- **Job item**
Reproduce word for word the lines starting at the one that contains "</instance>" and ending at the last line, including both.

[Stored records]
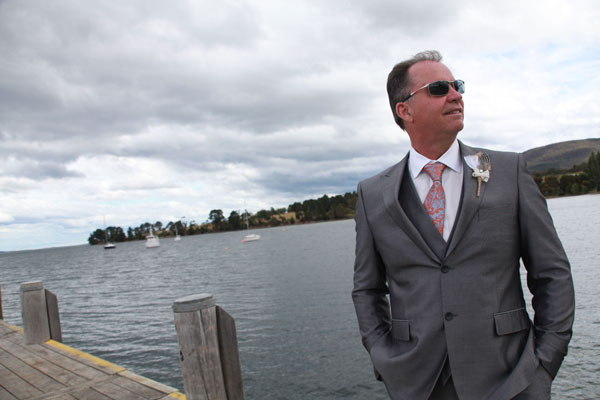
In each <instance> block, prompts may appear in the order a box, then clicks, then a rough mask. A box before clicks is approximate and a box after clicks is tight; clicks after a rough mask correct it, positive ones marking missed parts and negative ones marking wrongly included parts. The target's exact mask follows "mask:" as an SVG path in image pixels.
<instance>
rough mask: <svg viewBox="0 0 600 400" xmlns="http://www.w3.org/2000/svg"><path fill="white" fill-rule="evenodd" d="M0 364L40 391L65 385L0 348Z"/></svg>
mask: <svg viewBox="0 0 600 400" xmlns="http://www.w3.org/2000/svg"><path fill="white" fill-rule="evenodd" d="M0 364H2V365H3V366H4V367H5V368H6V369H8V370H10V371H11V372H12V373H13V374H14V375H16V376H18V377H19V378H21V379H22V380H24V381H25V382H27V384H28V385H27V386H32V387H34V388H36V389H37V390H39V391H40V392H41V393H47V392H50V391H52V390H60V389H62V388H64V387H65V385H62V384H61V383H59V382H57V381H55V380H54V379H52V378H50V377H48V376H47V375H45V374H44V373H42V372H40V371H39V370H37V369H36V368H33V367H32V366H31V365H29V364H27V363H26V362H25V361H23V360H21V359H19V358H17V357H16V356H14V355H13V354H10V353H8V352H7V351H6V350H0Z"/></svg>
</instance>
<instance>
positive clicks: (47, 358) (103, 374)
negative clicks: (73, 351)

- **Result below**
</instance>
<instance>
positive clicks: (47, 358) (103, 374)
negative clicks: (73, 351)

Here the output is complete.